### [PROBLEM]
Pick out each line in the rows below that contains the word "chair" and copy it.

### [RECORD EXTRACTS]
[Begin]

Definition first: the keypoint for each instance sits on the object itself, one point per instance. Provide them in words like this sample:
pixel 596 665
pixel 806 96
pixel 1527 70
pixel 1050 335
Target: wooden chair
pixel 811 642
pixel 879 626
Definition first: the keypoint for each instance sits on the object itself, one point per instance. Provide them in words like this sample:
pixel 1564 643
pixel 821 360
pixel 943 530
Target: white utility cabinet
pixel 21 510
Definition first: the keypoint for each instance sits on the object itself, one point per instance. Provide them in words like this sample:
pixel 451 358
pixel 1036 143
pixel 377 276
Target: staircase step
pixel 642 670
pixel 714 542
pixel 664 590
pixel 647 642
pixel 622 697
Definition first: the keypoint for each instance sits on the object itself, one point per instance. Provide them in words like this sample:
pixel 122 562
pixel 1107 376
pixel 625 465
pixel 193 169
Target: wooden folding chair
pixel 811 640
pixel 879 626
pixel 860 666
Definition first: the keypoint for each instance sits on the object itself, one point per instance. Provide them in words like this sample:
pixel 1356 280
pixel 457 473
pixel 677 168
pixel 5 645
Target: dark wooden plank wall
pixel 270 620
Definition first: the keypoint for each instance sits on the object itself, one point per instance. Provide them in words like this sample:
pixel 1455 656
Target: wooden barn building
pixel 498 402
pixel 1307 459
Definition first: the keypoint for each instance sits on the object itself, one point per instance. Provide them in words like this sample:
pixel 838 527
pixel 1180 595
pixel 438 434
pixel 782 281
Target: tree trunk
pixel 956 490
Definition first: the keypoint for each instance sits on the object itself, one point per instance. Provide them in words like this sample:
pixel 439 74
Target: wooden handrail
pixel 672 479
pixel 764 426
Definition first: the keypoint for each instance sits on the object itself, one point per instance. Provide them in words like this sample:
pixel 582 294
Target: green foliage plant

[End]

### [EXERCISE OUTPUT]
Target: wooden chair
Target: wooden folding chair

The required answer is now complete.